[What is expected] Reproduce every one of the following records verbatim, line for line, with the pictures left out of your output.

[Record excerpts]
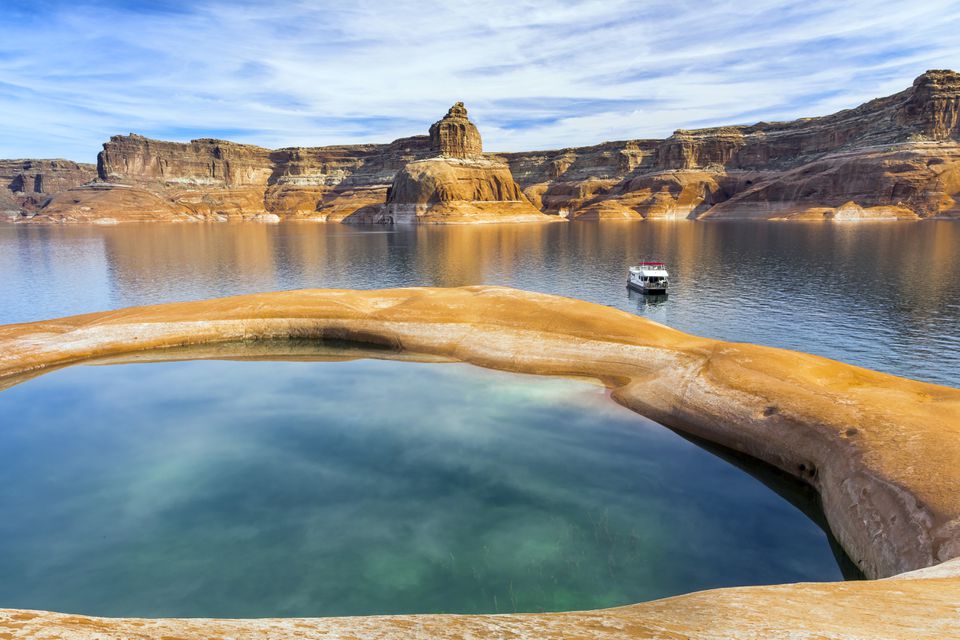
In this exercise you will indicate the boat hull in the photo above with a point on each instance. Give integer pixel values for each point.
(643, 289)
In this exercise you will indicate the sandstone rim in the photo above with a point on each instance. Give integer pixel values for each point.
(881, 450)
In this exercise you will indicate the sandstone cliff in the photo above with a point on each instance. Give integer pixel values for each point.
(457, 185)
(893, 157)
(25, 185)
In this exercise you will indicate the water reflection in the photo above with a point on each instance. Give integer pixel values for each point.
(885, 296)
(302, 488)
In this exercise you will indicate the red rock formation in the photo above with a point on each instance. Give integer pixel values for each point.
(455, 136)
(26, 184)
(897, 156)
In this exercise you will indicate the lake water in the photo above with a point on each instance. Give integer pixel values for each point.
(881, 295)
(305, 488)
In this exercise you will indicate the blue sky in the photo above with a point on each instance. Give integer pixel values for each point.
(534, 75)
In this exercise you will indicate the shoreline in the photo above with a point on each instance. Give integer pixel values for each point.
(879, 449)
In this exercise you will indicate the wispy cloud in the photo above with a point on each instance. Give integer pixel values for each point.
(534, 74)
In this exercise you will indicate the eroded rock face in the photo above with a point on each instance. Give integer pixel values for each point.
(893, 157)
(25, 185)
(457, 190)
(455, 136)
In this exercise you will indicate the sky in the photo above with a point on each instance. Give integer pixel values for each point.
(534, 75)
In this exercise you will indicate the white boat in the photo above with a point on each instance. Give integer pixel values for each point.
(649, 277)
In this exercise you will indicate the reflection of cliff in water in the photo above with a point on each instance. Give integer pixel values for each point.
(878, 295)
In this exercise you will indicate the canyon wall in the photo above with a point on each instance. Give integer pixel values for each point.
(25, 185)
(893, 157)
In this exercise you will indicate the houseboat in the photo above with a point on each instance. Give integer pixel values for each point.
(649, 277)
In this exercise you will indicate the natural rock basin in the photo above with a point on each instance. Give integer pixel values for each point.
(206, 488)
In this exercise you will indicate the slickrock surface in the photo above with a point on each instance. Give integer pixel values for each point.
(891, 158)
(25, 185)
(881, 450)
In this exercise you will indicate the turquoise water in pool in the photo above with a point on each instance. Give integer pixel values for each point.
(272, 488)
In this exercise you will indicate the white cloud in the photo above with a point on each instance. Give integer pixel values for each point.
(534, 74)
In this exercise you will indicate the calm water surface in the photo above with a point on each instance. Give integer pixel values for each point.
(881, 295)
(269, 488)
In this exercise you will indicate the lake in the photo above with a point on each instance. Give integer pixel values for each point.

[Response]
In this exercise you will indicate the boat hull in the photo above with a point on each instance. Give integer pixel values for each point.
(643, 289)
In this exercise you will indicate the sandstone rim in the photo above with a point on each instance. Give integer pixel values for each point.
(881, 450)
In this exercise you will indicate the sandstone cliff in the photo above with a point on each instance. Give integer pixel values for each point.
(457, 185)
(893, 157)
(25, 185)
In this exercise you will indicate the water reflection in the photo above with a point on each instance. Give integer pixel values for each point.
(885, 296)
(302, 488)
In this exercise you will indicate the red rock formation in the photo above with a point on each instance. Give integer pixel values for each point.
(455, 136)
(26, 184)
(897, 156)
In this exercise you will indicate the lake water in the photo above with a point on each instance. Give integer pixel values for each point.
(881, 295)
(305, 488)
In this exercise you will indicate the blue sky in the photo above with a point on each instance. Give integer pixel values for each point.
(534, 75)
In this exercise you will indicate the shoreline in the photo above with a point on each instance. Give integer pixel values for each point.
(879, 449)
In this exercise you will indicate the wispy cloud in the photo above with a point on each instance. Give integer pixel values for each point.
(534, 74)
In this exercise you will indicate the eroded rock face in the photo above with a point on each instance. Give integer pixel values for each point.
(893, 157)
(25, 185)
(457, 190)
(455, 136)
In this exercise you will indicate the sky in the photo above with a point on each instance. Give integer pixel values for each point.
(534, 75)
In this exercise you will indicate the white boat in the photo above with a point on each instance. Give integer pixel values for each point.
(649, 277)
In this exercise you will indicate the reflection of cliff in water in the photo above with a point on each instance. Give integer pixel values for each point.
(878, 295)
In this exercise you will indicate the canyon wall in the photo above with a point on each instance. Give integer pixel values for each point.
(25, 185)
(893, 157)
In this exercise you will indicate the houseboat in the photo above with a point on each instance. Give integer pixel values for each point.
(649, 277)
In this exercise you will indicate the natural rock basin in the photo above with a point on each instance. Give integer pixel values for each point.
(206, 488)
In this exercise you will indicate the slickrock surface in the photo above with a point on each instance. Give integer pixel values for each point.
(891, 158)
(25, 185)
(881, 450)
In this exercise you will indicate the turquoise water in pool in the photo above with a point on each instance. Give integer pixel values for each point.
(272, 488)
In this exercise you will indicate the white cloud in the photo above with a point on each instance. Give integer pixel values for each point.
(534, 74)
In this exercise you will indicate the calm water surface in the photo above with a point on each instance. Give integer pixel values for each point.
(881, 295)
(269, 488)
In this exercise you will indicate the lake in the photo above with a point on each instance. Give integer pixel values for each point.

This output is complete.